**Texte fourni**

Le Dictionnaire des sciences animales - une chronique de Philippe Meyer (2013)
Philippe Meyer, "mammifère omnivore" né en 1947, est un homme de radio officiant depuis plus de trente ans sur le service public, et actuellement :
- sur France Inter avec une émission consacrée à la chanson, francophone ou non,
- sur France Culture, station sur laquelle il tient une chronique chaque matin, du lundi au vendredi, à 7h56, chronique qui lui permet de nous entretenir de sujets divers et variés avec une érudition bonhomme et un enthousiasme communicatif.
Ce matin-là, il nous parlait de la découverte d’un site consacré au lexique des sciences animales.
Nous n’en dirons pas plus, Philippe Meyer s’acquitte parfaitement de cette tâche.
Soulignons toutefois deux choses :
- d'une part l'importance des dictionnaires analogiques (l'absence de dictionnaire usuel unilingue serbe m'étonne),
- d'autre part l'émerveillement que procure la découverte de nouveaux mots et ce qu'ils recouvrent.
La plupart de ceux présentés par le chroniqueur m'étaient absolument inconnus.
Transcription (réalisée par Lara)
Auditeurs sachant "auditer", il y a cinquante ans, le 22 décembre 1963, Alexandre Vialatte, le Saint Patron et le modèle inatteignable de tous les chroniqueurs qui voudraient bien savoir chroniquer écrivait dans La Montagne : « Les dictionnaires sont de bien belles choses, ils contiennent tout. C’est l’univers en pièces détachées, Dieu lui-même. Qu’est-ce au fond qu’un Larousse plus complet ? Les dictionnaires sont le dernier refuge de l’aventure, du fantastique et de la poésie, le dernier avatar d’Alexandre Dumas. Les dictionnaires sont si belles et bonnes choses que comme disait Saint Louis des prudhommes rien qu’à prononcer le mot on en a plein la bouche. »
Couverture du deuxième volume des
Chroniques de La Montagne
d'Alexandre Vialatte (1901-1971)
illustré par Chaval
On vérifiera le pouvoir magique des dictionnaires en tapant sur le clavier de son ordinateur les mots « dictionnaire des sciences animales ». On se trouvera alors sur un site dû à Messieurs Johann Huguenin et Christian Meyer, avec lequel je m’empresse de préciser que je n’ai aucun lien, car bien que le dictionnaire des sciences animales ne le précise pas, il y a plus d’un âne qui s’appelle Martin.

**Consignes**
**a)** Dans le texte sur la chronique de Philippe Meyer, réécrivez plus brièvement, s'il vous plaît, le paragraphe qui commence par « Philippe Meyer, "mammifère omnivore" né en 1947 », en conservant ses faits principaux.
**b)** Poursuivez le texte sur la chronique de Philippe Meyer à partir de sa dernière phrase.
Les données ci-dessous proviennent d'une source distincte.

**Données enregistrées**
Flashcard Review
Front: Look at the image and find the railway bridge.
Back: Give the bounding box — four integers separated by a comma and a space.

**Réponses rédigées**
**a)** Né en 1947, Philippe Meyer travaille à la radio publique depuis plus de trente ans. Il anime sur France Inter une émission consacrée à la chanson, francophone ou non. Sur France Culture, il tient une chronique quotidienne du lundi au vendredi à 7h56, où il aborde des sujets variés avec érudition et enthousiasme.

**b)**
Que trouve-t-on dans ce savant ouvrage électronique ? Des mots. La belle affaire me direz-vous des mots c’est ce qu’on trouve dans tous les dictionnaires. Permettez que je vous contredise. Dans les dictionnaires, ce ne sont pas des mots que l’on cherche, ce sont des définitions, des orthographes, des étymologies.
Dans le dictionnaire des sciences animales on en trouve également mais on découvre surtout des mots dont on ignorait l’existence ou le double sens et ce sont ceux-là qui font voyager l’imagination et ménagent des surprises.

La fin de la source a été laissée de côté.